Recorded data Block Start

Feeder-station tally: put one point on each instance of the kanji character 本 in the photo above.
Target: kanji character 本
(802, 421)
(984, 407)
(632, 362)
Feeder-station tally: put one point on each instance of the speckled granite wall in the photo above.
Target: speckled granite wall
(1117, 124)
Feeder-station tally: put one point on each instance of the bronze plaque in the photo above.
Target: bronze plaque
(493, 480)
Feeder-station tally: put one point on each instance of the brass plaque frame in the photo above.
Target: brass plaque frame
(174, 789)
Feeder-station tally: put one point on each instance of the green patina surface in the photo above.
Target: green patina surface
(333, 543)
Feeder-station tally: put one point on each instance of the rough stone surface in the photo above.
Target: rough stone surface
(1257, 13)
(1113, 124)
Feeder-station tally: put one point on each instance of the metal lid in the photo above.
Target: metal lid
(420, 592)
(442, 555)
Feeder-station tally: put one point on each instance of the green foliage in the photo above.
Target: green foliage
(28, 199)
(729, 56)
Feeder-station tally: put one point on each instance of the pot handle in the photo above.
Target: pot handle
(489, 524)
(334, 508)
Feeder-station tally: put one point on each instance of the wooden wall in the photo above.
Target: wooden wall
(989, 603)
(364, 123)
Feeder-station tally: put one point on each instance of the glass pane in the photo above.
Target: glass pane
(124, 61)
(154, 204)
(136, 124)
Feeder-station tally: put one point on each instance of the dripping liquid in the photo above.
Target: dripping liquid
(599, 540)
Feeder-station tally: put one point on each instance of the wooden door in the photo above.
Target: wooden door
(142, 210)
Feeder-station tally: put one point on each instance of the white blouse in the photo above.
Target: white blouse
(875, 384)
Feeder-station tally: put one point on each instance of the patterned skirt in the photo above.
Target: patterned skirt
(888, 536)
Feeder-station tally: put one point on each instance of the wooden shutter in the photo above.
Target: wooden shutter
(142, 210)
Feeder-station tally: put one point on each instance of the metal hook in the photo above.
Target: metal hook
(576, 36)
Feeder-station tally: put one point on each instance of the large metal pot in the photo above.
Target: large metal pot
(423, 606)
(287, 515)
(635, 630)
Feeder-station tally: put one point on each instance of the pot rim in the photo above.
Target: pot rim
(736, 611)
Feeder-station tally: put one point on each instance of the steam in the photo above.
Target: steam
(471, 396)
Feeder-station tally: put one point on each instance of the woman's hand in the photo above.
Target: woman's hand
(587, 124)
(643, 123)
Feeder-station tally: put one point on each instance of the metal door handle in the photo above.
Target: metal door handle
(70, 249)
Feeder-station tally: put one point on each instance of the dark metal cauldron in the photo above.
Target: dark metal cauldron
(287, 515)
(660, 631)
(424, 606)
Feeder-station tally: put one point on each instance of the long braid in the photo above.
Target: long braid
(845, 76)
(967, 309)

Recorded data Block End

Exactly the lines above from the one with "Target: metal lid" to the one with "liquid in the photo above.", both included, are to be quoted; leave the rest out.

Target: metal lid
(420, 592)
(442, 555)
Feeder-station tally: put one point on each instance of the green foliage in the photo above.
Target: green foliage
(28, 199)
(729, 56)
Feeder-station tally: put one point on each instance of the pot handle in the photo above.
Target: pot handle
(489, 524)
(334, 508)
Feeder-station tally: put one point on each instance of the wooden wall in the photo above.
Target: wooden wall
(989, 603)
(364, 123)
Feeder-station tally: put one point on each instance of the glass pane in the photo above.
Target: glass pane
(124, 61)
(154, 204)
(136, 124)
Feeder-station tally: put one point on each instance of the dripping liquid in the photo above.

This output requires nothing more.